EXERCISE DESCRIPTION:
Copy the following rows word for word.

(Location annotation dataset excerpts)
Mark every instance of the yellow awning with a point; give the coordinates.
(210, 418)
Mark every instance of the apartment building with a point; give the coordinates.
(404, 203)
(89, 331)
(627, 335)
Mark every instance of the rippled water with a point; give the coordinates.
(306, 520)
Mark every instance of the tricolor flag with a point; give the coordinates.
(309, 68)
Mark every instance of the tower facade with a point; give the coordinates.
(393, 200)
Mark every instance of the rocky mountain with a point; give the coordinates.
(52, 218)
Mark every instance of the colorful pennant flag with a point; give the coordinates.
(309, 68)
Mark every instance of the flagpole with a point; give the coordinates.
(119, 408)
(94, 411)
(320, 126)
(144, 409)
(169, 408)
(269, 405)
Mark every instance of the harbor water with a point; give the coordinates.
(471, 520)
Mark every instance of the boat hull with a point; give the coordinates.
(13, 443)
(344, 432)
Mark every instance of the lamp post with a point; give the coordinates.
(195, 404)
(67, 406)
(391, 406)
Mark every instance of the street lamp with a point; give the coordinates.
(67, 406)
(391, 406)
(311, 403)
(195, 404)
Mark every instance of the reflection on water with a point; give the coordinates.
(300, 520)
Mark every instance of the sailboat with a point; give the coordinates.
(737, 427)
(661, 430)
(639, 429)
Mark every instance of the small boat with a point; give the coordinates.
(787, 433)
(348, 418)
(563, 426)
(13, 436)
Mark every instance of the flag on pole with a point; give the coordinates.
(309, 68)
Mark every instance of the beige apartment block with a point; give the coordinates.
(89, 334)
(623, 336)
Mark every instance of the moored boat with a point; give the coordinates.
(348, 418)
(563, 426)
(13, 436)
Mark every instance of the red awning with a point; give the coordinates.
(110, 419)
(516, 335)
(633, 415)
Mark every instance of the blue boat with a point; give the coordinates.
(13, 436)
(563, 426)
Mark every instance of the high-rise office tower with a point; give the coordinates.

CORRECT RESPONSE:
Mark every instance of the yellow awning with a point; give the coordinates.
(210, 418)
Mark every instance of the apartment building with a point; give the coordinates.
(404, 203)
(89, 331)
(627, 335)
Mark every instance of the rippled water with a point; give the coordinates.
(306, 520)
Mark every instance of the tricolor flag with a point; give the coordinates.
(309, 68)
Mark every instance of the tower facade with a point; give the coordinates.
(393, 200)
Mark every instance of the rocky mountain with a point; give the coordinates.
(52, 218)
Mark every instance of the colorful pennant flag with a point; give the coordinates.
(309, 68)
Mark every instance of the flagpole with a point; give the coordinates.
(119, 408)
(94, 411)
(320, 126)
(144, 409)
(169, 408)
(269, 405)
Mark every instance of the harbor water with a point; give the coordinates.
(471, 520)
Mark every instance of the boat hull with a point; give the coordinates.
(13, 443)
(344, 432)
Mark every instance of the lamp post with a point; give the coordinates.
(195, 404)
(67, 406)
(391, 406)
Mark every instance of the street lamp with a point; give the coordinates.
(67, 406)
(391, 406)
(311, 403)
(195, 404)
Mark every instance of the reflection on water with a point; give the coordinates.
(300, 520)
Mark every instance of the sailboat with a point; give the coordinates.
(737, 427)
(661, 430)
(639, 429)
Mark every instance of the small boat with a point; give the coordinates.
(787, 433)
(348, 418)
(563, 426)
(13, 436)
Mark every instance of the flag on pole with a point; give the coordinates.
(309, 68)
Mark every instance of the beige apartment block with a point; give the coordinates.
(89, 334)
(623, 336)
Mark every instance of the moored boat with a point; give the coordinates.
(348, 418)
(563, 426)
(13, 436)
Mark every instance of the red awning with a point; give the coordinates.
(110, 419)
(516, 335)
(633, 415)
Mark every instance of the blue boat with a point; give the coordinates.
(13, 436)
(563, 426)
Mark every instance of the high-rise office tower with a point; give the coordinates.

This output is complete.